* TAREFAS A REALIZAR:
A – Enumere todas as respostas que, segundo o texto sobre o apoio a idosos em risco, podem ser dadas aos idosos sinalizados.
B – Responda a cada pergunta com base no texto sobre o apoio a idosos em risco:
(i) Para onde é encaminhado o processo nos casos de violência doméstica contra idosos?
(ii) Há quantos anos Pedro Francisco trabalha na Santa Casa?
(iii) Quem sinalizou Odete Cardina para o programa?
C – Retome o texto sobre o apoio a idosos em risco logo após a sua última frase.

* EXCERTO DO TEXTO:

--*--

A sinalização dos idosos em risco é feita em rede e em parceria com várias entidades e as respostas podem passar por apoio domiciliário, reencaminhamento para um lar, centro de dia ou serviços de enfermagem. A assistente social Carla Veiga lembra que a estrutura da família mudou e não existe disponibilidade para tomar conta dos mais velhos. Há também situações de conflitos familiares em que os filhos se demitem da função de tratar dos pais. A técnica relata ainda casos de violência doméstica contra idosos em que o processo é encaminhado para o Ministério Público. “Tive uma senhora de Alverca com tele-assistência que me disse que o primeiro número de telefone que tinha na lista era o meu porque se acontecesse alguma coisa não ia ligar para os filhos. Isto dá uma perspectiva do que tem sido feito pelo Pontes”, diz Carla Veiga.
Famílias sem possibilidade de cuidar dos seus
O técnico da Santa Casa da Misericórdia de Vila Franca de Xira, Pedro Francisco, 39 anos, diz a O MIRANTE que quando um idoso procura um lar está em situação de emergência. Porque quem está lúcido e consegue ter autonomia procura ter apoio domiciliário. “O centro de dia hoje é quase uma porta de entrada para o lar. Pedem-nos ajuda porque já não podem estar sozinhos. Mas não podemos esquecer também que o apoio domiciliário contribui para o isolamento. Um idoso que passa anos em casa começa a descurar a higiene. Encontramos situações de risco em que não tomam como deve ser os medicamentos e não fazem refeições. Alimentam-se de lanches e estão desnutridos porque não cozinham só para eles”, alerta o técnico.
Pedro Francisco trabalha há 15 anos na Santa Casa, uma instituição parceira do Pontes. Nos casos mais gritantes diz que não descansa até encontrar uma solução. Mas mesmo sabendo que estão em risco, as pessoas às vezes não aceitam as saídas propostas e há que negociar. “Costumo dizer, em jeito de brincadeira, que antigamente o idoso andava vestido de preto, lenço na cabeça e avental. Hoje olhamos o indivíduo isoladamente e vemos como funciona. É isso que tento fazer”, afirma.
Uma das idosas ajudada pelo Pontes, e que está na valência de lar da Misericórdia de VFX é Odete Cardina, 77 anos. Morou dez anos em casa de uma filha, chegou a morar num quarto em Povos, em Alenquer, e com uma prima. Com problemas de saúde foi sinalizada para o programa pela psicóloga. O trabalho que foi feito em equipa permitiu a Odete encontrar um lar para viver com dignidade.

--*--

* DADOS FORNECIDOS:
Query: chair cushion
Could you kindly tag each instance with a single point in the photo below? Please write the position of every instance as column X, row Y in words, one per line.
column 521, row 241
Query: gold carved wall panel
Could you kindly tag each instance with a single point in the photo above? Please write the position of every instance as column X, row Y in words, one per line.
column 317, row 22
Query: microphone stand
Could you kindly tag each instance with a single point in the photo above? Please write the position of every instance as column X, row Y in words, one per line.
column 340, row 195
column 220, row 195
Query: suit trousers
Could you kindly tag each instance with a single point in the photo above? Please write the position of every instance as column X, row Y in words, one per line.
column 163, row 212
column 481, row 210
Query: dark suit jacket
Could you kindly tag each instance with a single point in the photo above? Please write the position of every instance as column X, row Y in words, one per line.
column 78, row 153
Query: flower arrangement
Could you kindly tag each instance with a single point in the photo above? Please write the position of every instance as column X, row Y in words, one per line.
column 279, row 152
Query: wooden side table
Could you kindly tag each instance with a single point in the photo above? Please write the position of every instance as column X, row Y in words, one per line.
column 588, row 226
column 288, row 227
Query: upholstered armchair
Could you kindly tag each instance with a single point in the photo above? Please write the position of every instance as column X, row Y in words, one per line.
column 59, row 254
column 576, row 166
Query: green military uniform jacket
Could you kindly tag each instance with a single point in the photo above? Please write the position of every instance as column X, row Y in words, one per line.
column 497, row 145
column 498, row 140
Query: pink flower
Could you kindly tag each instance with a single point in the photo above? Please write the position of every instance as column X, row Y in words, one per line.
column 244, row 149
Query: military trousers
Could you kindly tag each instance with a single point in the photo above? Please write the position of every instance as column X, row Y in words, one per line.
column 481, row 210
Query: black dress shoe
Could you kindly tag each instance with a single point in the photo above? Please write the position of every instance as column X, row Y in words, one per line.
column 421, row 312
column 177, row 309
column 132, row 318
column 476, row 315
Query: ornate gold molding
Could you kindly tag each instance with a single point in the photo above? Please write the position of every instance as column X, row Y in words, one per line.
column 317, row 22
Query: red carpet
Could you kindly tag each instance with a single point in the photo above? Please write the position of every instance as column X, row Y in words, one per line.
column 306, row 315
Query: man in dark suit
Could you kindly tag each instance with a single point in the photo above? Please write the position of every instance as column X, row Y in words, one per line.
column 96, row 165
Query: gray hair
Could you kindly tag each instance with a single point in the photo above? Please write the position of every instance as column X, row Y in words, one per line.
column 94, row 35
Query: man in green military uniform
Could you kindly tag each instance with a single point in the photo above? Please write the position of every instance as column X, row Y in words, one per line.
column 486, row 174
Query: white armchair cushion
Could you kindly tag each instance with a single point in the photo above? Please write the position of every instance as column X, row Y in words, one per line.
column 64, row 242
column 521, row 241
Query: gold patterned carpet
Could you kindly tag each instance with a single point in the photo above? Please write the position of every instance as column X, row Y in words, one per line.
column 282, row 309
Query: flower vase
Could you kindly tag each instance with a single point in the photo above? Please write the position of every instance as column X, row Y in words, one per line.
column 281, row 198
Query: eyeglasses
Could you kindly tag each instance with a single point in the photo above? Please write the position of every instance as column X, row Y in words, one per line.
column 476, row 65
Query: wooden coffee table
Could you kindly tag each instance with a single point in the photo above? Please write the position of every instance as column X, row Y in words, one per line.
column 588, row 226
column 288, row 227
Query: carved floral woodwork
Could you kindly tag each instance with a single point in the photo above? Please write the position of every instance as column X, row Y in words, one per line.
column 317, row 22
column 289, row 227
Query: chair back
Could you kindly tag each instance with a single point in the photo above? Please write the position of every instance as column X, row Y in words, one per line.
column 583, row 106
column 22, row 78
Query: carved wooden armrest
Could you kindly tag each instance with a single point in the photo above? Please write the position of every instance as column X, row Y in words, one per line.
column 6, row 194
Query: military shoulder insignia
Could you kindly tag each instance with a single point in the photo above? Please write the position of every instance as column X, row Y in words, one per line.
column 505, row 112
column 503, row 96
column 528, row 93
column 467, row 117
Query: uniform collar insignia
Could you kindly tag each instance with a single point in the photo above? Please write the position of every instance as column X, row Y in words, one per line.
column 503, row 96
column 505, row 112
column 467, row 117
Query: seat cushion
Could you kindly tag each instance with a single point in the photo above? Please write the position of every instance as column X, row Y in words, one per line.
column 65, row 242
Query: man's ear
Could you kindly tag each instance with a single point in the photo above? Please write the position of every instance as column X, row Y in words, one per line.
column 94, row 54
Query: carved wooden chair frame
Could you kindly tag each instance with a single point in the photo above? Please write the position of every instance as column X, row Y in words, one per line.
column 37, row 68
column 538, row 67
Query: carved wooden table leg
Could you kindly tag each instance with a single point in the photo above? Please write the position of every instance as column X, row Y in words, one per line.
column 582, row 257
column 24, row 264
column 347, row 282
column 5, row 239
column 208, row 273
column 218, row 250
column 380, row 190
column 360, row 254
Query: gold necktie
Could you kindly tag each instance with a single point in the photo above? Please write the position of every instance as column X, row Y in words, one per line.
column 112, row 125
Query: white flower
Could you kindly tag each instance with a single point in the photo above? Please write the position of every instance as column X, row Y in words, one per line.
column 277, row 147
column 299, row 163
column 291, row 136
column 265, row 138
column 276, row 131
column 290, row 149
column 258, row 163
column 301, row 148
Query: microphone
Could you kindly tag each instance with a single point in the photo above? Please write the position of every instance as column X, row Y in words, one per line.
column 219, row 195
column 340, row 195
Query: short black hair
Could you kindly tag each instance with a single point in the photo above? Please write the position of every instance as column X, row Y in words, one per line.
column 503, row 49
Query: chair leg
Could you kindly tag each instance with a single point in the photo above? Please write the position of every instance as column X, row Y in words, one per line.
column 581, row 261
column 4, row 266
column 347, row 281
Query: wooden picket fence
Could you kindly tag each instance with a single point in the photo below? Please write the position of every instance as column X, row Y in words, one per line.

--*--

* RESULTADOS DAS TAREFAS:
A – Apoio domiciliário; reencaminhamento para um lar; centro de dia; serviços de enfermagem.

B –
(i) Para o Ministério Público.
(ii) Há 15 anos.
(iii) A psicóloga.

C –
Idosos que têm apoio em casa
Há 24 anos a viver no Forte da Casa, a moçambicana Raquel Santos, 79 anos, foi sinalizada através da médica que tinha no Centro de Saúde do Forte da Casa. Está viúva e não tem filhos. Vive sozinha num 3º andar sem elevador mas diz orgulhosamente a O MIRANTE que sobe as escadas, de muletas, ao seu ritmo. Em Moçambique trabalhou num laboratório militar como dactilógrafa e em Portugal limpava escadas, até há dois anos. A casa é arrendada e de rendimentos tem a pensão de viuvez e o complemento solidário para idosos. O Pontes arranjou-lhe apoio domiciliário, com a entrega do almoço todos os dias, e lavagem da roupa. Conta ainda com o apoio das vizinhas que estão em contacto com a técnica do projecto caso seja necessário.
Aconselhado pelo fisioterapeuta, Jaime Sardinha, 85 anos, dirigiu-se à câmara para pedir ajuda. Casado há 67 anos, cuida da esposa com quem vive na cidade de Vila Franca de Xira. Jaime recusa a ida da mulher para um lar. Conta com ajuda externa para a higiene da esposa e limpeza da casa mas as refeições são feitas por ele. Só sai de casa para ir às compras e não deixa a esposa sozinha. Não quer dar trabalho aos filhos e entende que o dever dele é cuidar da mulher. “O Jaime e a família têm sempre poder de decisão. Mas vamos sempre mantendo o diálogo”, diz Carla Veiga.